# WHAT YOU NEED TO DO
What follows is a set of records; repeat all of them exactly.

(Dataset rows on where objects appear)
━━━━━━━━━━━━━━━━━━━━
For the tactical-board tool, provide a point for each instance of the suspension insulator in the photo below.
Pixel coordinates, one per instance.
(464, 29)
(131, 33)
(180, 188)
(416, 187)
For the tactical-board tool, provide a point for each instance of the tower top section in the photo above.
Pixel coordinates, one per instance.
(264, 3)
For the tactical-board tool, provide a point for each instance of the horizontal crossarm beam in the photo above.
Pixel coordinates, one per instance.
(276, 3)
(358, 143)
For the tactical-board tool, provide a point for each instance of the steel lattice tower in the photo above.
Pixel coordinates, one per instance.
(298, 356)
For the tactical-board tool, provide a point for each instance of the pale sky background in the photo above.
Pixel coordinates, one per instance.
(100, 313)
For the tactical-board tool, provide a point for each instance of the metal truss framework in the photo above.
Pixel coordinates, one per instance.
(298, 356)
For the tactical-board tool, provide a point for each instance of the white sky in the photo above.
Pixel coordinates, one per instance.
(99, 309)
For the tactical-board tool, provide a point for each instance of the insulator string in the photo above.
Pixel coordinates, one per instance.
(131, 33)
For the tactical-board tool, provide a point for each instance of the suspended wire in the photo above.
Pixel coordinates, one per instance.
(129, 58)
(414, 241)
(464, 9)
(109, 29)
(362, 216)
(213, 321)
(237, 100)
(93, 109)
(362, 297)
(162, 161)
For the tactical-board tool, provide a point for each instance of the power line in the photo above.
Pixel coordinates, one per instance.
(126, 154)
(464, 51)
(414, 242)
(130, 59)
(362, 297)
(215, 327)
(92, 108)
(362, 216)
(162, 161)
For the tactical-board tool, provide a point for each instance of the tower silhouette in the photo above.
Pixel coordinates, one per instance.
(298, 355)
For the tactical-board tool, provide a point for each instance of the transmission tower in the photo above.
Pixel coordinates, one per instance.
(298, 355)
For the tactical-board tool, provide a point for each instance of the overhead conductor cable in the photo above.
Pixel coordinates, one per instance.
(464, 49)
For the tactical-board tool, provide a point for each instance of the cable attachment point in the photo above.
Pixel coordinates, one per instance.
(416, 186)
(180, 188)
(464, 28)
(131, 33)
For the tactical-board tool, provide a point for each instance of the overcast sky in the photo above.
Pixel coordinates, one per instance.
━━━━━━━━━━━━━━━━━━━━
# WRITTEN ANSWER
For the tactical-board tool, provide a point for each instance of the suspension insulator in the photo below.
Pixel coordinates, one per instance.
(464, 29)
(131, 33)
(180, 188)
(416, 187)
For the tactical-board tool, provide a point for each instance of the tower top section in the photo above.
Pixel coordinates, one per instance.
(264, 3)
For the tactical-board tool, provide a point for each instance of the horizontal crossarm beam in the photo above.
Pixel coordinates, one per instance.
(276, 3)
(358, 143)
For the tactical-board tool, provide a point for each instance of the steel lattice tower in the photo above.
Pixel coordinates, one per instance.
(298, 356)
For the tactical-board tool, provide a point for each instance of the pale sky background in the photo above.
Pixel coordinates, one per instance.
(100, 313)
For the tactical-board tool, provide a point for each instance of the metal truss framework in the photo above.
Pixel coordinates, one per instance.
(298, 356)
For the tactical-board tool, provide a point for each instance of the white sky in the photo above.
Pixel coordinates, one per instance.
(99, 309)
For the tactical-board tool, provide a point for each instance of the insulator string in the photo above.
Pixel coordinates, one per instance.
(131, 33)
For the tactical-board tool, provide a point for each instance of the suspended wire in the photo above.
Pixel coordinates, one per instance.
(129, 58)
(414, 241)
(464, 9)
(109, 29)
(362, 216)
(213, 321)
(237, 100)
(93, 109)
(362, 297)
(162, 161)
For the tactical-board tool, provide a point for each instance of the power line in the photo above.
Pixel coordinates, one per instance.
(126, 154)
(464, 51)
(414, 242)
(130, 59)
(362, 297)
(215, 327)
(92, 108)
(362, 216)
(162, 161)
For the tactical-board tool, provide a point for each instance of the tower silhouette in the photo above.
Pixel coordinates, one per instance.
(298, 355)
For the tactical-board tool, provide a point for each instance of the transmission tower in the photo above.
Pixel coordinates, one per instance.
(298, 355)
For the tactical-board tool, provide a point for each instance of the overhead conductor cable in the photo above.
Pixel coordinates, one per instance.
(464, 49)
For the tactical-board tool, provide a point for each instance of the cable attachment point in the photo above.
Pixel coordinates, one per instance.
(416, 186)
(180, 188)
(464, 28)
(131, 33)
For the tactical-board tool, provide a point for each instance of the overcast sky in the photo above.
Pixel coordinates, one per instance.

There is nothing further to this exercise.